### AVAILABLE DATA
════════════════════

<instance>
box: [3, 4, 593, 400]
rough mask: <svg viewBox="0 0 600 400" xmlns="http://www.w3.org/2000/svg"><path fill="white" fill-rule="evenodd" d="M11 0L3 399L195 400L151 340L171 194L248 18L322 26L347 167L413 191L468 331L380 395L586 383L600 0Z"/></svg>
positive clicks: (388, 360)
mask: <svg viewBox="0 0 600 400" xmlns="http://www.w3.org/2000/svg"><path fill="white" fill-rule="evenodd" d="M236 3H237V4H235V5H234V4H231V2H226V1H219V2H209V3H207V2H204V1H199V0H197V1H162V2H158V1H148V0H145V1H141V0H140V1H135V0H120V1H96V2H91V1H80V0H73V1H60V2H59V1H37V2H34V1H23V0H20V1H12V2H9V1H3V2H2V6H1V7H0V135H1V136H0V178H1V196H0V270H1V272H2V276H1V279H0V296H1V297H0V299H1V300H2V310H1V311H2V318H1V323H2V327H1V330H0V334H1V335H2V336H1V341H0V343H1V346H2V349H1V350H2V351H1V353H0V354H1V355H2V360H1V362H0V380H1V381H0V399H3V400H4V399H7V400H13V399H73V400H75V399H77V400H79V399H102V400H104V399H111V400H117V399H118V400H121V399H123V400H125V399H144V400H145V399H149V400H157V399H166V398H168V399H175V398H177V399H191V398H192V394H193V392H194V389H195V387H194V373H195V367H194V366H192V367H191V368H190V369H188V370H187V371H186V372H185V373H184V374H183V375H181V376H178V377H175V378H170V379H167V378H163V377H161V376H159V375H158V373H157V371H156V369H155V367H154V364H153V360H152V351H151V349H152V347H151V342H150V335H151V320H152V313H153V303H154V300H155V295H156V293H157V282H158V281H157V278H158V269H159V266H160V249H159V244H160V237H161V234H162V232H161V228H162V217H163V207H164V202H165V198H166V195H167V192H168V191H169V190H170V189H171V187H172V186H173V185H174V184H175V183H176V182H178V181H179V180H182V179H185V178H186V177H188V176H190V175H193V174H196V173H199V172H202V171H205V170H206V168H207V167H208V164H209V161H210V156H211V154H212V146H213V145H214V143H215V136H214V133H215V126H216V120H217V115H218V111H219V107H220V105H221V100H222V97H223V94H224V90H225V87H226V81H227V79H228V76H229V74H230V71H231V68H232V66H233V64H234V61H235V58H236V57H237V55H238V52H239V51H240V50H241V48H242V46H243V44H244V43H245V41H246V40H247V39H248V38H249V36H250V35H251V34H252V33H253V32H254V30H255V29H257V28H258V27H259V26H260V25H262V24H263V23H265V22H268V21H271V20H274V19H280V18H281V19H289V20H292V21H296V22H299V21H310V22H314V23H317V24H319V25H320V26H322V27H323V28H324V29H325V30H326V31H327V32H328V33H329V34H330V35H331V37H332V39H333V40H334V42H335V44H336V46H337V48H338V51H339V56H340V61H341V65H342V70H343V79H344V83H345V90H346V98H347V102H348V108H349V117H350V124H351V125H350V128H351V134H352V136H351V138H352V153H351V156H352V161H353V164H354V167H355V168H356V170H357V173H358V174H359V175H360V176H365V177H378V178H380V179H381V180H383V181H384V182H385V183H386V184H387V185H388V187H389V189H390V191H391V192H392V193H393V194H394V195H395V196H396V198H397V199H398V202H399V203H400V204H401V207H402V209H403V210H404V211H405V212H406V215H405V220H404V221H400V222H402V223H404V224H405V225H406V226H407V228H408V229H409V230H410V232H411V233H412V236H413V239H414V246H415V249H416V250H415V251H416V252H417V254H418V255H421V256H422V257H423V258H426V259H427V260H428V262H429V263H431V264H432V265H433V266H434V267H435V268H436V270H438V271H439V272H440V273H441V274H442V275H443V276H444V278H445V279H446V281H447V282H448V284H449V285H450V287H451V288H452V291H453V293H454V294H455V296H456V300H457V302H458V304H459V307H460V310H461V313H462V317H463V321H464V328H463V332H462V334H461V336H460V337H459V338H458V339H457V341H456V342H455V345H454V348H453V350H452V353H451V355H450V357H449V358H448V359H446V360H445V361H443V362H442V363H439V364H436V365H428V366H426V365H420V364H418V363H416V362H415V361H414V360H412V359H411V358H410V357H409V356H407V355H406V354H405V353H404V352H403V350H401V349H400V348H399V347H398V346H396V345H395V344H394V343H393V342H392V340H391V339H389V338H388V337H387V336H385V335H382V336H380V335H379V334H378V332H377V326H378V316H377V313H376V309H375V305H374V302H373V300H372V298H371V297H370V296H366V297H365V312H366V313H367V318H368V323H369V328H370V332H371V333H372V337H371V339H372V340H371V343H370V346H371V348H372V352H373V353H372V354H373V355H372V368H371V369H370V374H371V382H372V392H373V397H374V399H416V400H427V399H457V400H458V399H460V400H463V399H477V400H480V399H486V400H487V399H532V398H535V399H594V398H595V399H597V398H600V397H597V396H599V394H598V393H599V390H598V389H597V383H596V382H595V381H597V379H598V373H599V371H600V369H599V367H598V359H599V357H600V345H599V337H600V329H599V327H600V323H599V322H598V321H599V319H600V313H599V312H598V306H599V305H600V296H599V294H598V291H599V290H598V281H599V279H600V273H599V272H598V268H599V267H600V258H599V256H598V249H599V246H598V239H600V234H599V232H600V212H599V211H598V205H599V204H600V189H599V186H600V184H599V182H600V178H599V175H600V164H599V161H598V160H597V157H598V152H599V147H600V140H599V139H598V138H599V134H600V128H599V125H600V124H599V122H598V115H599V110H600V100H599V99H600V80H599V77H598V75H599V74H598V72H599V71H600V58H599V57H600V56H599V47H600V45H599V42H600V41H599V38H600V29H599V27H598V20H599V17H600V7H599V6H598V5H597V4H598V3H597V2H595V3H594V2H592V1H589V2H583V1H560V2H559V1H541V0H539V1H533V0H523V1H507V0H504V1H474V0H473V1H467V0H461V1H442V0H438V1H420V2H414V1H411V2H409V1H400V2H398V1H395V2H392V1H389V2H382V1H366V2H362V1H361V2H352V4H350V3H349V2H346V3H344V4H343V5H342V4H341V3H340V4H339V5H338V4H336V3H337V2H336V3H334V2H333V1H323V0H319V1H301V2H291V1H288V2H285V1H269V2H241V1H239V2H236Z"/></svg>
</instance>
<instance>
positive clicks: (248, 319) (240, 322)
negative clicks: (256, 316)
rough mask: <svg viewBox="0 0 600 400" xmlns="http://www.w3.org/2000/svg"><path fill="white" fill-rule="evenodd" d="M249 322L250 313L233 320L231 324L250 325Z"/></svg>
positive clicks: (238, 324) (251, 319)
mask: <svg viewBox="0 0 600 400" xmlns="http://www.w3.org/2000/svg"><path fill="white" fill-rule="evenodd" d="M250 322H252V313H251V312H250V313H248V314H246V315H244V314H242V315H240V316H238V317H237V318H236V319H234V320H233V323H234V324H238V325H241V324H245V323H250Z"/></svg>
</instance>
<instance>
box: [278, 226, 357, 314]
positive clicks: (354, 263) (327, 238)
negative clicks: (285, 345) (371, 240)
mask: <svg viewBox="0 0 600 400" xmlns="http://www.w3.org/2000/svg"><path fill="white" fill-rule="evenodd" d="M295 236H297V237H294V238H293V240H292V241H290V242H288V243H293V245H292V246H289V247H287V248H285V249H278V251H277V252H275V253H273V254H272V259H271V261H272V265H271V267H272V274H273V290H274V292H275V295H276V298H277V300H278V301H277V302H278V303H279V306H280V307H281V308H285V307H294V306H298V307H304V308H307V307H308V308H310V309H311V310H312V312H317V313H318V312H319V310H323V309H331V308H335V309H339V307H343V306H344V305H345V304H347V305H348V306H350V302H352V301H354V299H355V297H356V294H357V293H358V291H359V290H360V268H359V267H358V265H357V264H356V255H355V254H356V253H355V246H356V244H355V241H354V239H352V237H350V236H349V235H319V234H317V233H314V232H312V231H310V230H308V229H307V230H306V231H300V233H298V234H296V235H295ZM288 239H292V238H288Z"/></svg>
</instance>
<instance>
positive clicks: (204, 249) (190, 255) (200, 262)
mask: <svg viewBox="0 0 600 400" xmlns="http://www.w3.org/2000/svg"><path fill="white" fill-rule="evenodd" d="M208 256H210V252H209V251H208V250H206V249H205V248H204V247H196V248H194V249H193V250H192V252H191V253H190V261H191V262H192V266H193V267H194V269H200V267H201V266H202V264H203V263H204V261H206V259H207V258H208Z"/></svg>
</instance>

════════════════════

### WORK ORDER
Everything above from the line containing "positive clicks: (248, 319) (240, 322)" through the line containing "positive clicks: (354, 263) (327, 238)" must be copied exactly. Nothing outside that range belongs in the answer.

### RESULT
positive clicks: (248, 319) (240, 322)
negative clicks: (256, 316)
rough mask: <svg viewBox="0 0 600 400" xmlns="http://www.w3.org/2000/svg"><path fill="white" fill-rule="evenodd" d="M249 322L250 313L233 320L231 324L250 325Z"/></svg>
positive clicks: (238, 324) (251, 319)
mask: <svg viewBox="0 0 600 400" xmlns="http://www.w3.org/2000/svg"><path fill="white" fill-rule="evenodd" d="M250 322H252V313H251V312H250V313H248V314H246V315H244V314H242V315H240V316H238V317H237V318H236V319H234V320H233V323H234V324H238V325H241V324H245V323H250Z"/></svg>
</instance>
<instance>
box: [278, 226, 357, 314]
positive clicks: (354, 263) (327, 238)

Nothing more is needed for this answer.